**Problem to work on:** Pull every line that includes the word "below" from the data.

[Point-per-instance localization data]
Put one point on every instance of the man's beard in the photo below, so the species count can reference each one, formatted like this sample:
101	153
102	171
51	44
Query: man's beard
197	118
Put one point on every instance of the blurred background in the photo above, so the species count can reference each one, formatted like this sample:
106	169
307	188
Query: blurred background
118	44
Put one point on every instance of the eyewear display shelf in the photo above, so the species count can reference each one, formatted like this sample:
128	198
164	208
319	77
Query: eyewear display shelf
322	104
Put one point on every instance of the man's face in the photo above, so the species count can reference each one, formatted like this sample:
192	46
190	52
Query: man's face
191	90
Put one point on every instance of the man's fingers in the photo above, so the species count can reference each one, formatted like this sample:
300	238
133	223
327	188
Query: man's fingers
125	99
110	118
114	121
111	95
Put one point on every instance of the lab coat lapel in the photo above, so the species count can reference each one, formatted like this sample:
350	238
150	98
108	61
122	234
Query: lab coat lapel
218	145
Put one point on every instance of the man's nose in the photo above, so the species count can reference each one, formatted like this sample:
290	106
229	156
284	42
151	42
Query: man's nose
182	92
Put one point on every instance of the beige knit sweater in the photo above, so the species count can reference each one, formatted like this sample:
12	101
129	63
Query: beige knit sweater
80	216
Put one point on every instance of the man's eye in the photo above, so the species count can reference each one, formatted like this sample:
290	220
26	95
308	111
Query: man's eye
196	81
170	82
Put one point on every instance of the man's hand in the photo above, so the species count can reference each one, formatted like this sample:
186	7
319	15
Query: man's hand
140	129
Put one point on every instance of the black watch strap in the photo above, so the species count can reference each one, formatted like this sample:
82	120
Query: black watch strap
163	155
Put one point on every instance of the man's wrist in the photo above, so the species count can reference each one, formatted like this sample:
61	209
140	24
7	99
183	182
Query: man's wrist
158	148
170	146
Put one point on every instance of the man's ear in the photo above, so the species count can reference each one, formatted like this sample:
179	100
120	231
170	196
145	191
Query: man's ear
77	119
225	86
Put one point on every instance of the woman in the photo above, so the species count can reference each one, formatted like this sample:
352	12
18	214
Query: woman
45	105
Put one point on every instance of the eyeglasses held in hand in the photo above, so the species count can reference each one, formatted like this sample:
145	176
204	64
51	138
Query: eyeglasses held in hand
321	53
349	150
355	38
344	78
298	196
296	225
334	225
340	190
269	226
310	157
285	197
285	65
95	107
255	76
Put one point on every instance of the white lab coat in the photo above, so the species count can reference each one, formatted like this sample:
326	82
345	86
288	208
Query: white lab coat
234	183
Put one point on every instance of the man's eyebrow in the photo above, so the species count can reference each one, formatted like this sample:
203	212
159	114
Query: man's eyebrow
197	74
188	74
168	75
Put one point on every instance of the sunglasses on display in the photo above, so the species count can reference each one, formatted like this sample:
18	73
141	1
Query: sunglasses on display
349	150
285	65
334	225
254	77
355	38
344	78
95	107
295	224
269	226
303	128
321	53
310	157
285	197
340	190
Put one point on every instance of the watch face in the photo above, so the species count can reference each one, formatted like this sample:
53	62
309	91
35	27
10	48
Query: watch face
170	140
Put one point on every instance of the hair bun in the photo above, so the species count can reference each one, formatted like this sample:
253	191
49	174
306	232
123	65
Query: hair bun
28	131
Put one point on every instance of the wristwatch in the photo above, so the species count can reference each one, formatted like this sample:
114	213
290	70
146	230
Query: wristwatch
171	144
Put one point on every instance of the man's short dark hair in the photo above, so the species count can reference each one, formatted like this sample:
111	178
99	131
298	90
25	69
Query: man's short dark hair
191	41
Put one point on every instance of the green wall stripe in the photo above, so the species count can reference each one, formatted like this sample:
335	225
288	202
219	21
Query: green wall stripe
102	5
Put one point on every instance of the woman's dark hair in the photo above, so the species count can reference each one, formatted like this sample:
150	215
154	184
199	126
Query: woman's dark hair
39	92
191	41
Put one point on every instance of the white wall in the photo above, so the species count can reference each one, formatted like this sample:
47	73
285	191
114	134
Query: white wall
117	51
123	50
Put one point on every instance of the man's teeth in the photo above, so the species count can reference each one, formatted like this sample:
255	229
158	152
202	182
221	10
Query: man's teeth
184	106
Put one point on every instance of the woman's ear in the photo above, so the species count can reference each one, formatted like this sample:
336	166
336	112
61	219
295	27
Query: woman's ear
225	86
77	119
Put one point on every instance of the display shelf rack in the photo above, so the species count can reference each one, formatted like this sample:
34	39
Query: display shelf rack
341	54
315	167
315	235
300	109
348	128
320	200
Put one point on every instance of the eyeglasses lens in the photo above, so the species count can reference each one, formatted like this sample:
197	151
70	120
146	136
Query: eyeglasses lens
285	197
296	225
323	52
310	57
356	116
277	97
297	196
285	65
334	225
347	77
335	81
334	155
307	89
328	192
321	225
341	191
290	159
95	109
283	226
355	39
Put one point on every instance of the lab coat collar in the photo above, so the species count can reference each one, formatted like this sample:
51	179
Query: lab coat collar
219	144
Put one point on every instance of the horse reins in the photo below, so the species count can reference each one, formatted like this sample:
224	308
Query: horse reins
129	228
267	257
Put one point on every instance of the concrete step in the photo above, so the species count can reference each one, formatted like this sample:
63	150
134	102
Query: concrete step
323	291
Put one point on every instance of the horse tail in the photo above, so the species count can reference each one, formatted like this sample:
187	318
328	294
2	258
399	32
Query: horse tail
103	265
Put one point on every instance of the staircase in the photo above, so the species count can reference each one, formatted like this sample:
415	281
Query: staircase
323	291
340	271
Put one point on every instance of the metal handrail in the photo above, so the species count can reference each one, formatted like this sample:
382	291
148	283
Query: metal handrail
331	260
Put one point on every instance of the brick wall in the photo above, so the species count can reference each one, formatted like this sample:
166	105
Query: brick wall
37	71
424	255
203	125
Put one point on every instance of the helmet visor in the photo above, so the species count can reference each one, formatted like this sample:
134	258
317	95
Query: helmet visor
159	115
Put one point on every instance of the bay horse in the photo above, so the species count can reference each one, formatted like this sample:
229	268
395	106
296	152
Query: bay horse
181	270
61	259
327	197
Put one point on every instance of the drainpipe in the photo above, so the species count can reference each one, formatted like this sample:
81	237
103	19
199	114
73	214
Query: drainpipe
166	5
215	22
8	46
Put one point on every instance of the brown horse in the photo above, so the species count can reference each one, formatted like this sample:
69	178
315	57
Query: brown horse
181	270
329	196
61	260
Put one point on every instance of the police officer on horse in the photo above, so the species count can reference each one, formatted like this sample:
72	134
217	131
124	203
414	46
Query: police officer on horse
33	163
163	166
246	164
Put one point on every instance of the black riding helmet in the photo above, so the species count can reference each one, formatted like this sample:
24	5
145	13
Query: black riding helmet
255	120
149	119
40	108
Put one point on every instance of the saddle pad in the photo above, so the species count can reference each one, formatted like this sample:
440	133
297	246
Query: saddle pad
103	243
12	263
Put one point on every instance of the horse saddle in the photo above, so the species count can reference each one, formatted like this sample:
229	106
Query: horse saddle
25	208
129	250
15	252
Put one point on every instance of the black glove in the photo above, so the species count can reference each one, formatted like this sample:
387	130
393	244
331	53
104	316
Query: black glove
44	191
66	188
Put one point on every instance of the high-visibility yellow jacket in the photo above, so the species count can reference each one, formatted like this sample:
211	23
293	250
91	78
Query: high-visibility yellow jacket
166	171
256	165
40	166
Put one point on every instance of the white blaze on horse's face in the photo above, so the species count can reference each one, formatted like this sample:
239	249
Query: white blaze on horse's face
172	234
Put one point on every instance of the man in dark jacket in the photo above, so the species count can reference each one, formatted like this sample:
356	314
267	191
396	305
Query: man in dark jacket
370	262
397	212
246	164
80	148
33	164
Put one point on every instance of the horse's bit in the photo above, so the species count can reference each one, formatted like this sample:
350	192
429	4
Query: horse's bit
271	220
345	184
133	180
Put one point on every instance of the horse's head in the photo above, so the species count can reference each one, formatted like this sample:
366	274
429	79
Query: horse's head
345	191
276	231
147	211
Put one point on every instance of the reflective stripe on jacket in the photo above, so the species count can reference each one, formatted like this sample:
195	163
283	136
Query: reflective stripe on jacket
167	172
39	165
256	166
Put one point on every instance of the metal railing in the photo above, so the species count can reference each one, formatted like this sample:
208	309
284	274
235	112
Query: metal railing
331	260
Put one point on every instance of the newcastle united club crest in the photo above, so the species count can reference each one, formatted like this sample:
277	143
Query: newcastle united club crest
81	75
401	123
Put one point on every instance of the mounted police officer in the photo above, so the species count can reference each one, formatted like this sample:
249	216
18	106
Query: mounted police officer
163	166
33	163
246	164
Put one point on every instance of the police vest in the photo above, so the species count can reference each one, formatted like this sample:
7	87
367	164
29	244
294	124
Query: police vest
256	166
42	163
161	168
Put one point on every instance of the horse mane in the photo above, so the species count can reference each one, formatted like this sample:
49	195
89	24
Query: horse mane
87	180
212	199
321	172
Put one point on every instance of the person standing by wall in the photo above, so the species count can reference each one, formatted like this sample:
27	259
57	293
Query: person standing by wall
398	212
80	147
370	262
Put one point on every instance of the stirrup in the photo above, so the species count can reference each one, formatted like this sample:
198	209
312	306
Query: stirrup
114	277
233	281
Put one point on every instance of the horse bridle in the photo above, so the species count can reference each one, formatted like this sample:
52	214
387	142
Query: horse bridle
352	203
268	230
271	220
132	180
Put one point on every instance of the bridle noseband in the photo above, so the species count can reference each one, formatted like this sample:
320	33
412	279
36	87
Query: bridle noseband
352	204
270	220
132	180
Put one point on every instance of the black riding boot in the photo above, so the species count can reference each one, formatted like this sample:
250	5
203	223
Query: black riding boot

**Response to this exercise:**
Put one point on every instance of the man's beard in the photo below, so the species count can reference each one, formatted like this sample:
Put one point on every instance of the horse reins in the photo below, so the species count can reference each one, formatted like this sample:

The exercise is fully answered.